TEXT.
^^^^^^^^
Responding to Juleyka’s callout for stories of family members living under authoritarian rule, reader Colleen touches upon the experience of her Dutch stepmother:
She spent four years in a Japanese POW camp in Indonesia—from age 12 to 16, and her brother from age 9 to 13. When they were liberated they went back to Holland as displaced persons.
The experience was NEVER talked about. No counseling. Nothing.
When she reached 18 she joined the Dutch Royal Navy, immigrated to Canada in her mid 20s, then to the U.S about age 28. She met my father and, for some unknown reason, married him. They had two daughters, who are now 53 and 52 (I’m 73).
My step-mom was a lovely, funny, gracious, manipulative control freak. Her mother taught me how to cook. Oma [“grandmother” in German] did not speak English, and I did not speak Dutch or German, but we flowed through the kitchen with smiles, laughter, and words that neither understood. Needless to say my step-mom had a wonderful effect on my life.
The period was one of the most critical in Indonesian history. Under German occupation, the Netherlands had little ability to defend its colony against the Japanese army, and less than three months after the first attacks on Borneo, the Japanese navy and army overran Dutch and allied forces.
Initially, most Indonesians joyfully welcomed the Japanese, as liberators from their Dutch colonial masters. The sentiment changed, as Indonesians were expected to endure more hardship for the war effort. In 1944–1945, Allied troops largely bypassed Indonesia and did not fight their way into the most populous parts such as Java and Sumatra. As such, most of Indonesia was still under Japanese occupation at the time of their surrender, in August 1945.
The Dominican Republic, where I’m from, is among the countries in the Americas that had authoritarian rulers for multiple decades. Almost all of my uncles and aunts, and both my parents, were born during Rafael Trujillo’s reign of terror, which began in 1930 and ended with his assassination in 1961. His influence on the country, and on my own life, is still felt today.
^^^^^^^^
SUPPLIED MATERIAL.
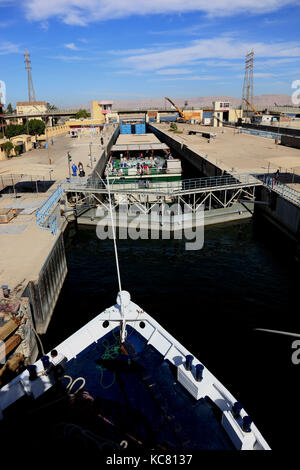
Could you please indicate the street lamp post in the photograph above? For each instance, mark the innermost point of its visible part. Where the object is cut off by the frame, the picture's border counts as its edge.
(69, 164)
(91, 159)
^^^^^^^^
INSTRUCTIONS FOR THE TASK. Copy out the stretch of the stepmother account from "Initially, most Indonesians" through "in August 1945." word for word.

RESPONSE AREA.
Initially, most Indonesians joyfully welcomed the Japanese, as liberators from their Dutch colonial masters. The sentiment changed, as Indonesians were expected to endure more hardship for the war effort. In 1944–1945, Allied troops largely bypassed Indonesia and did not fight their way into the most populous parts such as Java and Sumatra. As such, most of Indonesia was still under Japanese occupation at the time of their surrender, in August 1945.